**TASK DATA**
++++++++

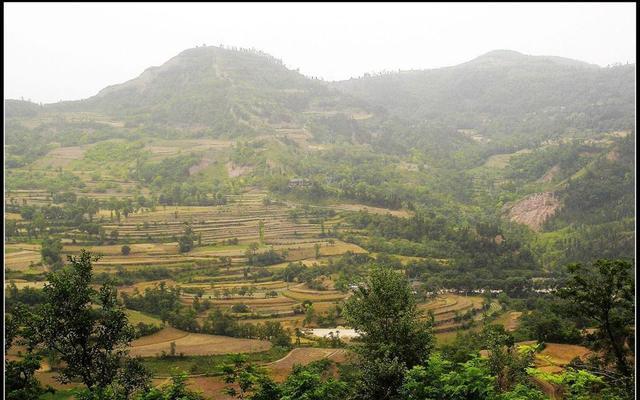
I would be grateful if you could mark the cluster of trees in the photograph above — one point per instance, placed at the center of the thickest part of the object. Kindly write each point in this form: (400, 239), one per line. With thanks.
(396, 359)
(395, 356)
(88, 332)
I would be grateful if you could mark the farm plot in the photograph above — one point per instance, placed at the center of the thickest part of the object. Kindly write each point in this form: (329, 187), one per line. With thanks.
(21, 260)
(194, 344)
(239, 219)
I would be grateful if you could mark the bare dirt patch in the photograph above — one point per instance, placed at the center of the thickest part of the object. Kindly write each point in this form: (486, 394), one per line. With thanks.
(235, 171)
(301, 356)
(534, 210)
(550, 174)
(194, 344)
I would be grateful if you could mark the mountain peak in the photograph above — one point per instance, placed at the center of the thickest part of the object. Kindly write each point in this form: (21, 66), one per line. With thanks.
(504, 57)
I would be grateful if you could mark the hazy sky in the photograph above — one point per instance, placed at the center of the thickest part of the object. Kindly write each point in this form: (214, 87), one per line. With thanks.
(69, 51)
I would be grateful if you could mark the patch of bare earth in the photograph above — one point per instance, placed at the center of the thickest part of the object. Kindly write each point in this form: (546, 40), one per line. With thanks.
(280, 369)
(204, 163)
(235, 171)
(550, 174)
(534, 210)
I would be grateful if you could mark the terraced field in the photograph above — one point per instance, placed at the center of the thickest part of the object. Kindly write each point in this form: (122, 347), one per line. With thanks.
(194, 344)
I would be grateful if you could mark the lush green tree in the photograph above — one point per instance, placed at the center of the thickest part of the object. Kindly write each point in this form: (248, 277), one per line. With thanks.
(87, 330)
(394, 335)
(19, 375)
(604, 292)
(241, 376)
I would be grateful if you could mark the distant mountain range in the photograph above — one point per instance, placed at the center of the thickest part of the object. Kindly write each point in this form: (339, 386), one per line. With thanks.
(242, 89)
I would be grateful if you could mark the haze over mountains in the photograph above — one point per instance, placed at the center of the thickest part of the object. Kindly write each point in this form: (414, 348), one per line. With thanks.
(450, 121)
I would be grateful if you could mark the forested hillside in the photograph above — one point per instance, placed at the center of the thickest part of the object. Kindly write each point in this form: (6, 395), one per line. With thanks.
(238, 206)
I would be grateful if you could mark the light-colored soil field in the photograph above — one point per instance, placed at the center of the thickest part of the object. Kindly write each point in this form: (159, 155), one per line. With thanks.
(194, 344)
(300, 356)
(212, 387)
(510, 320)
(371, 209)
(135, 317)
(21, 260)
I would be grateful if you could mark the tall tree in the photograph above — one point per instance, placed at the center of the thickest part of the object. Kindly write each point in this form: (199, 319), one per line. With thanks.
(394, 334)
(88, 331)
(604, 292)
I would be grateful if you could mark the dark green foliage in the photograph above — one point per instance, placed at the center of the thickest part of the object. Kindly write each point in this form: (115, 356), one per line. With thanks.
(393, 337)
(91, 341)
(604, 292)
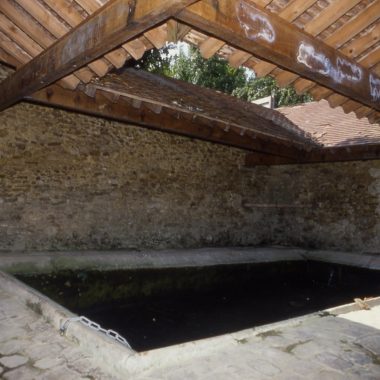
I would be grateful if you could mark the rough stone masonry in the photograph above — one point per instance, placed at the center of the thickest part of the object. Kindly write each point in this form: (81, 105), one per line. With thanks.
(70, 181)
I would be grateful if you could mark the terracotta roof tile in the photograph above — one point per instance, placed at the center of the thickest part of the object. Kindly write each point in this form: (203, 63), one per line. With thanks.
(331, 126)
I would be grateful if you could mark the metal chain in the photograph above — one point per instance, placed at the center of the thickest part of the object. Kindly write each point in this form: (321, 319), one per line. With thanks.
(94, 326)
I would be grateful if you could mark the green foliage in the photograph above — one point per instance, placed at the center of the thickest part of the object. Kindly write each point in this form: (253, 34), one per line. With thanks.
(257, 88)
(212, 73)
(217, 74)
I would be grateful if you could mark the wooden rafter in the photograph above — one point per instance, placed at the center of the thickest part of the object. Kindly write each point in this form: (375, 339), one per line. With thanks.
(155, 116)
(115, 23)
(264, 34)
(324, 155)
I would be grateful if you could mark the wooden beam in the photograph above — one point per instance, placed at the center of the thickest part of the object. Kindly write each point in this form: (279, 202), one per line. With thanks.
(112, 25)
(143, 113)
(363, 152)
(248, 27)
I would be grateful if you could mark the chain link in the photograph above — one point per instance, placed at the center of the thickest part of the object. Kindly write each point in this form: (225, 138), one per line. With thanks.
(94, 326)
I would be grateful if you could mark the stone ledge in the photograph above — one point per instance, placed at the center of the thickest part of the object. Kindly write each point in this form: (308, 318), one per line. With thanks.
(40, 262)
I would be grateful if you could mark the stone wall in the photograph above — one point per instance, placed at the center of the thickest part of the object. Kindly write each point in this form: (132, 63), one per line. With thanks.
(69, 181)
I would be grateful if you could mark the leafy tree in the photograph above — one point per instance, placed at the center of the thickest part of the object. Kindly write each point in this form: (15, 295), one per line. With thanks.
(257, 88)
(217, 74)
(213, 73)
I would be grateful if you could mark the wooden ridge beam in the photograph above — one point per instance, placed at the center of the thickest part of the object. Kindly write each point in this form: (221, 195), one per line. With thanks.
(251, 28)
(362, 152)
(112, 25)
(139, 112)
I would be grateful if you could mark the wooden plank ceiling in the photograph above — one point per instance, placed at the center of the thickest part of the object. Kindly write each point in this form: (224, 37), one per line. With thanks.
(349, 27)
(330, 48)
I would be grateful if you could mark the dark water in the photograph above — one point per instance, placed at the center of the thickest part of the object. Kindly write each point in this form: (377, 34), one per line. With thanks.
(157, 308)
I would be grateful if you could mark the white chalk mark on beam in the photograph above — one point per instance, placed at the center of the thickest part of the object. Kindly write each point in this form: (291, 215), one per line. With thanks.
(342, 70)
(254, 25)
(374, 84)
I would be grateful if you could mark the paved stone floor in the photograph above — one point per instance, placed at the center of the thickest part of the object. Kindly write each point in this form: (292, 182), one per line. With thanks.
(327, 347)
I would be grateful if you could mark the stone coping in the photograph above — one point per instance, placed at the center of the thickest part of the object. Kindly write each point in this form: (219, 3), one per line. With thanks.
(45, 262)
(126, 362)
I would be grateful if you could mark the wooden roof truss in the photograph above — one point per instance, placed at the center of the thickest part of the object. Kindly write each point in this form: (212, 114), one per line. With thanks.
(327, 47)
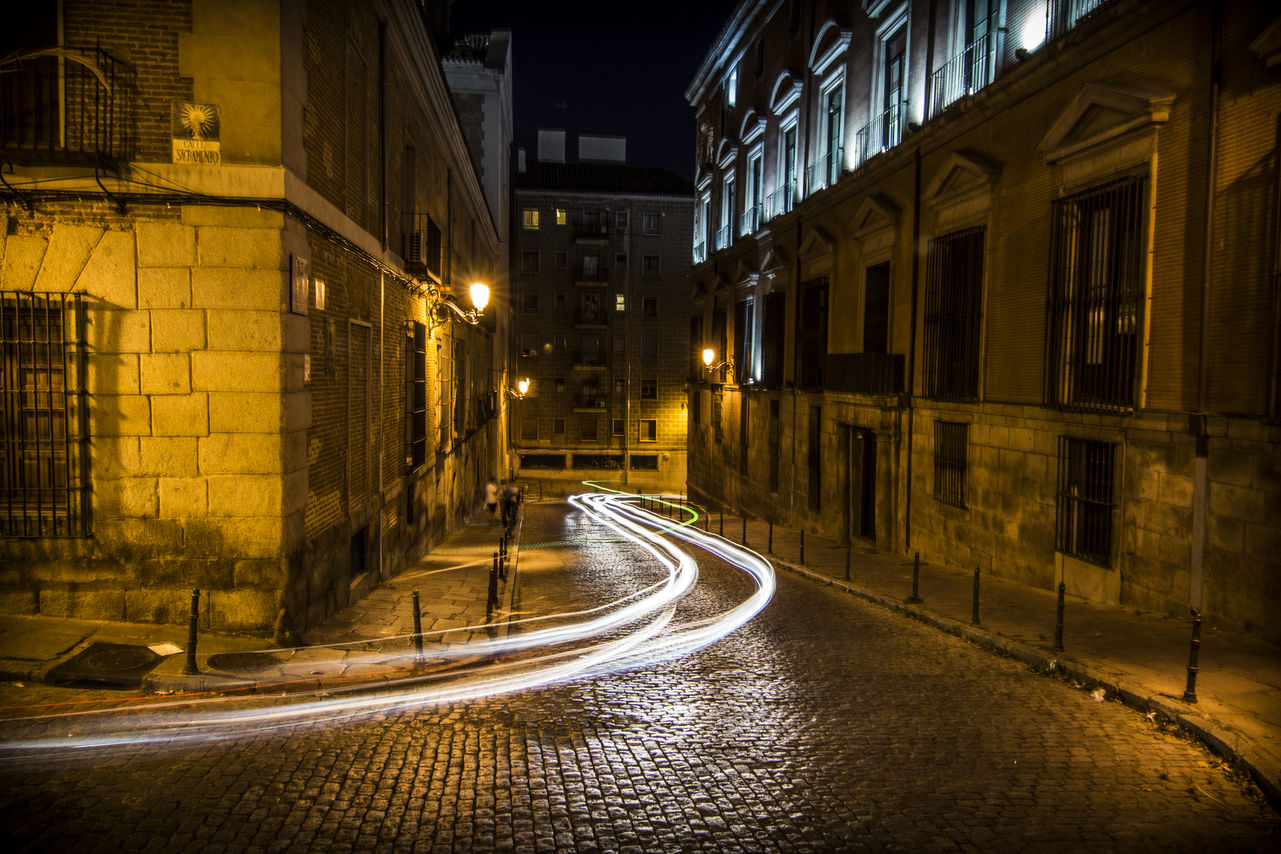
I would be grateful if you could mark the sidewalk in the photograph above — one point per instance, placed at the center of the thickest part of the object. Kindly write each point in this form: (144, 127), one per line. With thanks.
(1138, 658)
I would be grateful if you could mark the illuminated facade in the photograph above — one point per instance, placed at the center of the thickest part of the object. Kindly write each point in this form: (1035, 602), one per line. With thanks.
(233, 234)
(995, 282)
(601, 283)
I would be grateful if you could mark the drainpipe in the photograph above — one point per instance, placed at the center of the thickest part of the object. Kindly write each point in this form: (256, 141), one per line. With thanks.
(910, 373)
(1197, 423)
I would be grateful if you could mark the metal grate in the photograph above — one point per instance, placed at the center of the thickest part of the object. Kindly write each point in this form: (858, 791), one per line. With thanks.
(949, 461)
(953, 314)
(1097, 296)
(1085, 498)
(42, 448)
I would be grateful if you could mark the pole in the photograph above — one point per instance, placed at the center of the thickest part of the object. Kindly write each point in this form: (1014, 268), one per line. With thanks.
(191, 633)
(1193, 654)
(916, 578)
(974, 617)
(418, 631)
(1058, 619)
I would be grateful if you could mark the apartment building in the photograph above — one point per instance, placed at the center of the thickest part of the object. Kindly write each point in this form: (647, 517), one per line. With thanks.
(601, 261)
(238, 348)
(995, 281)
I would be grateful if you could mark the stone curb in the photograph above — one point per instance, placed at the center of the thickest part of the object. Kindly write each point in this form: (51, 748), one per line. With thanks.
(1216, 738)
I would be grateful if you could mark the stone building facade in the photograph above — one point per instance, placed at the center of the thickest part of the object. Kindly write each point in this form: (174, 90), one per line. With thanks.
(600, 264)
(232, 231)
(999, 286)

++++++++

**STATED EXERCISE**
Reproduce exactly the line containing "I would be grateful if you could mark the apartment" and every line after it through the end of the records above, and nothing else.

**FINISHED TASK**
I would be grateful if you could mark the apartment building in the photograph above — one point per instance, placed at the center of the thickest part of the object. Kindly write each point in this form: (647, 517), one per line. With thanks.
(601, 261)
(238, 348)
(995, 281)
I would be grateful if you could mark the stone curb in the photograph above — one point per instance, placed at the center of the thickest part of the object. Kindly write each point in this form: (51, 748), one per line. With thanks.
(1216, 738)
I would be grateful if you could mark the stone building facade in the photograph above — one point per instance, placed at the center of the thickest part of the object. Kindly write each point in this form: (174, 90), one per line. With thanks.
(600, 264)
(232, 231)
(999, 286)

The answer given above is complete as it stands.